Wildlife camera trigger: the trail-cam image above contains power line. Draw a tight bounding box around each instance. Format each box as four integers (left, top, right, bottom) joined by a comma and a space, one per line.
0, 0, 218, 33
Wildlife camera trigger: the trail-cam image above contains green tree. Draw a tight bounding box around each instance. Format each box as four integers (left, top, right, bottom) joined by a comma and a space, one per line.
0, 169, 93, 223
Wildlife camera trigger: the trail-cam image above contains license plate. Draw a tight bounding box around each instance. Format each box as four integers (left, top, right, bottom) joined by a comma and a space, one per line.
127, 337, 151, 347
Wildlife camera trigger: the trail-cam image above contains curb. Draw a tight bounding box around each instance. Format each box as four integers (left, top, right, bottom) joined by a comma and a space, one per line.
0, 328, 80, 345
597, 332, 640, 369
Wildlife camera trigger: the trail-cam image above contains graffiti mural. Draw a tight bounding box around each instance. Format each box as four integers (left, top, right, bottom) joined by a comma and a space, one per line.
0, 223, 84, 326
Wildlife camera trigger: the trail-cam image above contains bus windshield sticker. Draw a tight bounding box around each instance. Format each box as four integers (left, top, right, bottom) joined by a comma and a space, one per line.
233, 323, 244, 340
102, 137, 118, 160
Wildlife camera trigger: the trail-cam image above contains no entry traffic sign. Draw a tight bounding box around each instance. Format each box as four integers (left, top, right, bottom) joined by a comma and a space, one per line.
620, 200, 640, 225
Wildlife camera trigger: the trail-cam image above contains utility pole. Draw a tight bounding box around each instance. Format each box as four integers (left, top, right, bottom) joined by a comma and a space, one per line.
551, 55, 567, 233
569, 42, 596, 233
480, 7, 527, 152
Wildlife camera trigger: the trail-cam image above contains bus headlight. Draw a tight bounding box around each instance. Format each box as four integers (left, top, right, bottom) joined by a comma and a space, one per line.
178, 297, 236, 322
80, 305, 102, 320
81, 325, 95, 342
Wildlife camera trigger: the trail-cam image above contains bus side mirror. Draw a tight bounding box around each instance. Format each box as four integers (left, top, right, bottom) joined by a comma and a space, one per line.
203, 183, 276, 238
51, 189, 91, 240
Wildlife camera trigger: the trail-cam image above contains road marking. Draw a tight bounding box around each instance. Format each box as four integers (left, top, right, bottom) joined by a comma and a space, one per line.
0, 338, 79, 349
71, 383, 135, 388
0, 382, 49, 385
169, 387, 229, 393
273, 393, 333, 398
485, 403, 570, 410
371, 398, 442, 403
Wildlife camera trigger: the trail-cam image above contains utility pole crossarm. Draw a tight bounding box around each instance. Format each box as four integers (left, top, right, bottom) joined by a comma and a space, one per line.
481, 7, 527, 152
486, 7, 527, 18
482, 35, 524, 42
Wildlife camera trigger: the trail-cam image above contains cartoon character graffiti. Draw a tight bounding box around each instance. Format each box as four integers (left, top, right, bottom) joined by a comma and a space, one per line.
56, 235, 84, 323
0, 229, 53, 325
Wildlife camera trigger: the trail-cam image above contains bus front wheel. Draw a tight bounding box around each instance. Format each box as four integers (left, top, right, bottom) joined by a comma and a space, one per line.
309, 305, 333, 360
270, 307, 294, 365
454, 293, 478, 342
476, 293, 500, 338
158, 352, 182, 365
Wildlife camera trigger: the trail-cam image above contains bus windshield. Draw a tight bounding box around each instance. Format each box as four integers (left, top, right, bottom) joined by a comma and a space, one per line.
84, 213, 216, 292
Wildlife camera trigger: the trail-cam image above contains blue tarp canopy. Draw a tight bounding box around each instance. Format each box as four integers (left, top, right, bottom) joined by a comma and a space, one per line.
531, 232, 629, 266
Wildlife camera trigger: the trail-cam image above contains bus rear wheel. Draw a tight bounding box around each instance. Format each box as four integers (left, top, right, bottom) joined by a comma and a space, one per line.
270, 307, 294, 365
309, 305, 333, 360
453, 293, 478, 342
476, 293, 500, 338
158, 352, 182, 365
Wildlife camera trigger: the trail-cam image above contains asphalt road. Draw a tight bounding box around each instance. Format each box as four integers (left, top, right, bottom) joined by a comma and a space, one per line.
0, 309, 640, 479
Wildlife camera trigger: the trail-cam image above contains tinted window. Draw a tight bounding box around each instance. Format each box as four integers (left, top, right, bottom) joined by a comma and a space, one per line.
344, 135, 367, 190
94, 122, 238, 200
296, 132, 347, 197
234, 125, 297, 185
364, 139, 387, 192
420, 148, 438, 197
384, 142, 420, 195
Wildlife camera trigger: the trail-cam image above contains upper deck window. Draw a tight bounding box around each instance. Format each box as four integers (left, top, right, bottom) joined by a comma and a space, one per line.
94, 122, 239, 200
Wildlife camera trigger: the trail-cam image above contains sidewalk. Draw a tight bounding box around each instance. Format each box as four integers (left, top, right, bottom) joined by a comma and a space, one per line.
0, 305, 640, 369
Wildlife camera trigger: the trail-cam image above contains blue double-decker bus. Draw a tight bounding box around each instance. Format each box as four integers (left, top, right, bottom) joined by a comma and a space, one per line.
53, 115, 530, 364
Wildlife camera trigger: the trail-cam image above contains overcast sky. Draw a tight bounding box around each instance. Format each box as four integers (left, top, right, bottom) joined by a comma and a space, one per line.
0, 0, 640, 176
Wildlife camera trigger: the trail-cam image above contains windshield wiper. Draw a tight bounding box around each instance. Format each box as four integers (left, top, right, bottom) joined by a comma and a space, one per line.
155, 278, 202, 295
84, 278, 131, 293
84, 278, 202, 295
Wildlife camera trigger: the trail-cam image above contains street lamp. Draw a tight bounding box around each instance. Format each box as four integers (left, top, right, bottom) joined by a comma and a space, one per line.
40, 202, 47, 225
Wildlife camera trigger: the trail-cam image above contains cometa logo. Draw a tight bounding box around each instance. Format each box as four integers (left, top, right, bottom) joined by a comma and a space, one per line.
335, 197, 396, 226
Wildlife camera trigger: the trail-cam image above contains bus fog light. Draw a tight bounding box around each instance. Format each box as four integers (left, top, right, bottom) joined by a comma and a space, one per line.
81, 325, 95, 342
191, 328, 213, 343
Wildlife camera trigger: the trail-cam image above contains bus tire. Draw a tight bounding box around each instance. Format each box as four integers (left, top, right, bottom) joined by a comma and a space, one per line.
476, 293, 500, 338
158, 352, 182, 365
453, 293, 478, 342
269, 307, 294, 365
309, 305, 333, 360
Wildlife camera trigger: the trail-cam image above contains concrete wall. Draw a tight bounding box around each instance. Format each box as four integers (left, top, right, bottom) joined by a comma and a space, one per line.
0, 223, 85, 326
◇ ◇ ◇ ◇ ◇
→ Exercise requirements
Reproduce all of the records above word for word, keeping their original order.

→ Solution for this problem
Wildlife camera trigger: the trail-cam image above contains power line. Draw a tight bounding box around each instance. Format each box as four integers (left, top, right, bottom) joined by a comma and a space, one per line.
0, 0, 218, 33
Wildlife camera trigger: the trail-cam image above contains green tree. Draw a tight bounding box around each instance. Format each box as four integers (left, top, right, bottom) joined by a comma and a space, one per line.
0, 169, 93, 223
Wildlife camera trigger: the trail-cam image above contains license plate. Draw a tight bounding box around each instance. Format each box as four integers (left, top, right, bottom) joined by a comma and a space, one per line.
127, 337, 151, 347
Wildlife camera trigger: the trail-cam image above contains curb. Draw a tight bounding box around each instance. Format each box as four integers (left, top, right, bottom) joined by a comma and a space, one per line.
0, 328, 80, 345
597, 332, 640, 369
Wildlife camera trigger: the trail-cam image above contains graffiti mural. Draw a tight bounding box around each instance. Format each box as four integers (left, top, right, bottom) joined by a comma and a space, one per line.
0, 223, 84, 326
Wildlife camera trigger: the trail-cam image above contains bus windshield sticker. Draw a tight bounding box around each instance. Format each box as four integers (left, top, right, bottom) joined by a comma and a space, one per line.
233, 323, 244, 340
102, 137, 118, 160
Wildlife camera trigger: the trail-cam image above contains no entry traffic sign. Draw a tight bounding box around each instance. Format each box as four integers (left, top, right, bottom) joined by a comma and a space, one per line.
620, 200, 640, 225
Wildlife camera trigger: the trail-cam image above contains utility pole. Draw a tight bounding box around each instance. Format each box as four integers (left, top, right, bottom) joined by a comma and a space, one per line.
551, 55, 567, 233
569, 42, 596, 233
480, 7, 527, 152
Wildlife camera trigger: the trail-cam image above contains bus headlight. Draw a tight bounding box around each instance. Format each box as four integers (left, top, right, bottom) joined by a comma and a space, one per line.
178, 297, 236, 322
80, 305, 102, 320
81, 325, 95, 342
Wildlife camera trigger: the trail-cam image above contains bus side mirror. Draw a tight bounding box around each instance. Format each box as four integers (left, top, right, bottom) joined by a comma and a space, one per line.
203, 183, 276, 238
51, 189, 91, 240
Wildlife camera trigger: the trail-cam image above contains road marking. Draw a tight bounding box around each instance. Format each box as four integers (left, top, right, bottom) joined by a comma and a space, one per line.
0, 338, 79, 349
71, 383, 135, 388
0, 382, 49, 385
169, 387, 229, 393
273, 393, 333, 398
485, 403, 570, 410
371, 398, 442, 403
Wildlife camera trigger: the trail-cam image above contains utility pole crossarm. Draw a tight bounding box around each instance. Format each box as four integers (left, top, right, bottom) joined by a comma and a space, one per line.
481, 7, 527, 152
486, 7, 527, 18
482, 35, 524, 42
Wildlife camera trigger: the trail-cam image above contains cartoon character graffiti. Draw a tight bounding box around each instance. Format each box as four integers (left, top, right, bottom) joined by a comma and a space, one per line.
56, 235, 84, 323
0, 229, 53, 325
Wildlife camera trigger: the trail-cam image above contains bus front wheel. Draw a tight bounding box around each instance. Format each box as four integers (left, top, right, bottom) joined by a comma and a space, one per line.
309, 305, 333, 360
270, 307, 294, 365
454, 293, 478, 342
476, 293, 500, 338
158, 352, 182, 365
Wildlife camera trigger: the trail-cam image above contains bus windshield. Draw a tight bounding box around each instance. Format each box as four integers (left, top, right, bottom) joined by a comma and a space, one per line.
84, 213, 216, 292
Wildlife camera trigger: the trail-cam image above contains blue tarp canopy. Draw a tight bounding box around each instance. Format each box as four integers (left, top, right, bottom) joined by a comma and a space, one per line.
531, 232, 629, 266
Wildlife camera trigger: the trail-cam image above contains bus rear wheel. Draw a tight bounding box around each instance. Format each box as four integers (left, top, right, bottom) joined by a comma and a space, one per line.
270, 307, 294, 365
309, 305, 333, 360
453, 293, 478, 342
476, 293, 500, 338
158, 352, 182, 365
Wildlife camera trigger: the trail-cam image above contains asphalt road. Draw a tight bounding box around each instance. Format each box as four integers (left, top, right, bottom) joined by a comma and a space, one per line.
0, 309, 640, 479
Wildlife camera trigger: the trail-cam image above contains tinted window. Draw a tight bounding box around each instance. Format each box as four integers (left, top, right, bottom) joined by a comma and a space, one per line.
344, 135, 367, 190
94, 122, 238, 200
296, 132, 347, 197
234, 125, 297, 185
364, 139, 387, 192
420, 148, 438, 197
384, 142, 420, 195
Wildlife camera trigger: the trail-cam image above contains upper deck window. Draw a tight bounding box around each instance. Format each box as four integers (left, top, right, bottom) joined by a comma and a space, one per line.
94, 122, 239, 200
Wildlife camera trigger: the trail-cam image above contains sidewalk. Draw a tight bounding box around each instance. Format each box as four integers (left, top, right, bottom) joined by a comma and a space, one per line.
0, 305, 640, 369
Wildlife camera trigger: the trail-cam image above contains blue double-decker bus. Draw a tight bounding box around each instance. Format each box as four integers (left, top, right, bottom) joined by a comma and a space, one per line.
53, 115, 530, 364
Wildlife camera trigger: the trail-cam image above contains overcast sky. Draw a tight bounding box around each instance. Format each box as four integers (left, top, right, bottom) joined by a comma and a space, one per line.
0, 0, 640, 176
Wildlife camera trigger: the trail-cam image above contains windshield wiper. Draw a tight bounding box around each instance. Format each box as four integers (left, top, right, bottom) joined by a comma and a space, one per line.
155, 278, 202, 295
84, 278, 131, 293
84, 278, 202, 295
Wildlife camera trigger: the trail-cam image above contains street lamp. Draw a tight bounding box around each instance. Format each box as four integers (left, top, right, bottom) joined by a comma and a space, one per line.
40, 202, 47, 225
Wildlife camera trigger: the trail-cam image above contains cometa logo. Draw a tight bounding box around each instance. Format each box as four integers (left, top, right, bottom) joined by a comma and a space, one per line.
335, 197, 396, 226
Wildlife camera trigger: the trail-cam image above contains bus fog light. Draw a tight bounding box around each instance. Format each box as four integers (left, top, right, bottom) joined by a comma and a space, one per line.
81, 325, 95, 342
191, 328, 213, 343
Wildlife camera trigger: the trail-cam image above contains bus tire. Draw a tight bounding box around each instance. Format each box as four integers (left, top, right, bottom) joined by a comma and a space, one per line.
476, 293, 500, 338
158, 352, 182, 365
453, 293, 478, 342
269, 307, 294, 365
309, 305, 333, 360
Wildlife camera trigger: the trail-cam image above contains concrete wall. Draw a tight bounding box around each instance. Format each box as four integers (left, top, right, bottom) joined by a comma and a space, one per line.
0, 223, 85, 326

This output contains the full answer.